─── TEXTAUSZUG ───
Das wurde aber weiter oben im Thread schon erklärt, aber wenn man sich nur den einen Post rauspickt, naja.

@NCphalon:
Mich würde die Schnittstelle im PC wohl eher interessieren, denn das ist ja ordentlich Holz...


----------



## NCphalon (31. Januar 2009)

hmhm ich denk ma das wird so ne Servernetzwerkkarte gewesen sein, die gibts bestimmt mit über 40Gbit un PCIe 32x anbindung^^


----------



## Invisible (1. Februar 2009)

erinnerung: es war 2007

Der schnellste Internetanschluss der Welt - netzwelt.de


----------



## Brzeczek (1. Februar 2009)

Invisible schrieb:


> erinnerung: es war 2007
> 
> Der schnellste Internetanschluss der Welt - netzwelt.de




Da schmilzt der PC


----------



## Overlocked (2. Februar 2009)

40 Gibit Da könnte ja man ganz youtube in ein paar Sekunden downloaden

Aber was willst du mit 40Gibit. Da kannst du ja deine ganze Nachbarschaft mit dran hängen und du hättest immer noch mehr als 30Gibit...


----------



## Brzeczek (2. Februar 2009)

Das sind bestimmt nur bis 40GB, in der Praxis wird es sich zeigen das es eine gute 16000 Leitung ist.


----------



## D.I.Y (3. Februar 2009)

Brzeczek schrieb:


> Das sind bestimmt nur bis 40GB, in der Praxis wird es sich zeigen das es eine gute 16000 Leitung ist.



LOL  xD wie geil!


----------



## Brzeczek (3. Februar 2009)

D.I.Y schrieb:


> LOL  xD wie geil!





Da gibt es nix zu lachen, das werden wir schon noch sehen.


----------



## blackwusel (3. Februar 2009)

Dieser Inhalt steht nur eingeloggten Mitgliedern zur Verfügung.
        



schon etwas älter..

hab 66mbit geschafft


----------



## Brzeczek (4. Februar 2009)

Löwenzahn Rockt das Haus


----------



## Schrotti (4. Februar 2009)
───
### [KURZAUFTRAG]
Schreibe aus dem Textauszug oben die Stelle zwischen „## Overlocked (2.“ und „Brzeczek (2. Februar 2009)“ wortgetreu ab, beide Grenzen eingeschlossen.
─── EINTRÄGE ───
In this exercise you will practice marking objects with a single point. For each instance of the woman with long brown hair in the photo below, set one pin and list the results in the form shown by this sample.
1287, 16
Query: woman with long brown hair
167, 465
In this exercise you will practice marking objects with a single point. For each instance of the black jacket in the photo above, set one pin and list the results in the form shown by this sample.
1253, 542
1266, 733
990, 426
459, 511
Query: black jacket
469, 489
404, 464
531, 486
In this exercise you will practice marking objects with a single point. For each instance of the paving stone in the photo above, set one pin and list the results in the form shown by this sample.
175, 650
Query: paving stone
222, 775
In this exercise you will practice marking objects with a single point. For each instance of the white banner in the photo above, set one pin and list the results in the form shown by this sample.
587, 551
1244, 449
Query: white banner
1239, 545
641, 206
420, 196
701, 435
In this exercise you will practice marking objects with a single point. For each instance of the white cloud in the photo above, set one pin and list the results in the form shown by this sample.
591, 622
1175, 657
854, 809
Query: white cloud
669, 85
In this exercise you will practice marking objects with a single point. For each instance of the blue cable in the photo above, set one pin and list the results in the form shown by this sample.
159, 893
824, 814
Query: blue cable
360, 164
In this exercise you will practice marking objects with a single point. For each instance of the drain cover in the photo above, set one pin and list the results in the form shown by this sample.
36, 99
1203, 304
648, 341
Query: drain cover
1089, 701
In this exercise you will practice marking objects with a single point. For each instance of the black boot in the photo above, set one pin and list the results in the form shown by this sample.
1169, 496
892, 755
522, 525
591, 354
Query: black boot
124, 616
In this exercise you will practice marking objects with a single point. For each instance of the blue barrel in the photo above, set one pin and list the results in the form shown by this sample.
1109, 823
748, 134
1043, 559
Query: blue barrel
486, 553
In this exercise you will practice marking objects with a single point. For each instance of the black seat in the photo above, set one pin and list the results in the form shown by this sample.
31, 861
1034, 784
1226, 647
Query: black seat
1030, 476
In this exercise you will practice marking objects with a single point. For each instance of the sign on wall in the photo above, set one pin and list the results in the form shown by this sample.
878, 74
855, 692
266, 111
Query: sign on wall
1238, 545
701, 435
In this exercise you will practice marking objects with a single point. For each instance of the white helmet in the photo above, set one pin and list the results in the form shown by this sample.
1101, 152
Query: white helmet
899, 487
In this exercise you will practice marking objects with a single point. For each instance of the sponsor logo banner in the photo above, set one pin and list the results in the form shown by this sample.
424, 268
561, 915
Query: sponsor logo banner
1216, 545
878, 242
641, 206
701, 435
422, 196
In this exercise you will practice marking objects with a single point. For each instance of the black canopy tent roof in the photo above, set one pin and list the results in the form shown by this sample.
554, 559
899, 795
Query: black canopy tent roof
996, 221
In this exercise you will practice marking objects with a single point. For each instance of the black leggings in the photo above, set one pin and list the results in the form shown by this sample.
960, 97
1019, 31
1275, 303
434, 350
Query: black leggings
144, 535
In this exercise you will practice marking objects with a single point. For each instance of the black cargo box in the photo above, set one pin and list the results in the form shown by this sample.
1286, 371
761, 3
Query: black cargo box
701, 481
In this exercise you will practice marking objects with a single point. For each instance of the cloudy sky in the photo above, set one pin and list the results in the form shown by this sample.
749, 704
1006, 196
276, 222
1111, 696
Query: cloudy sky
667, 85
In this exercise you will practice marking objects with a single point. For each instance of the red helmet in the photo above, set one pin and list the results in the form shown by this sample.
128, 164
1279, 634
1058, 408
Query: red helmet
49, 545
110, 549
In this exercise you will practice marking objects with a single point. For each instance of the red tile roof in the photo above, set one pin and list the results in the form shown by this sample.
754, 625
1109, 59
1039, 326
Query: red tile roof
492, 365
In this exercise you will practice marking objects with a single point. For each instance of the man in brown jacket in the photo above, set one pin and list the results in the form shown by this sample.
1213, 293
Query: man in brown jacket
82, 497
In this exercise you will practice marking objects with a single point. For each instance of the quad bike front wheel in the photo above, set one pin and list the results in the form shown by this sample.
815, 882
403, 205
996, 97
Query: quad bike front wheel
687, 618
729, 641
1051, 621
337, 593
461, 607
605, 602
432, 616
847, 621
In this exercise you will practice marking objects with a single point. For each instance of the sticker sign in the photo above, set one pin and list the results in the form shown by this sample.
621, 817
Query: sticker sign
───
### [LÖSUNG]
## Overlocked (2. Februar 2009)

40 Gibit Da könnte ja man ganz youtube in ein paar Sekunden downloaden

Aber was willst du mit 40Gibit. Da kannst du ja deine ganze Nachbarschaft mit dran hängen und du hättest immer noch mehr als 30Gibit...


----------



## Brzeczek (2. Februar 2009)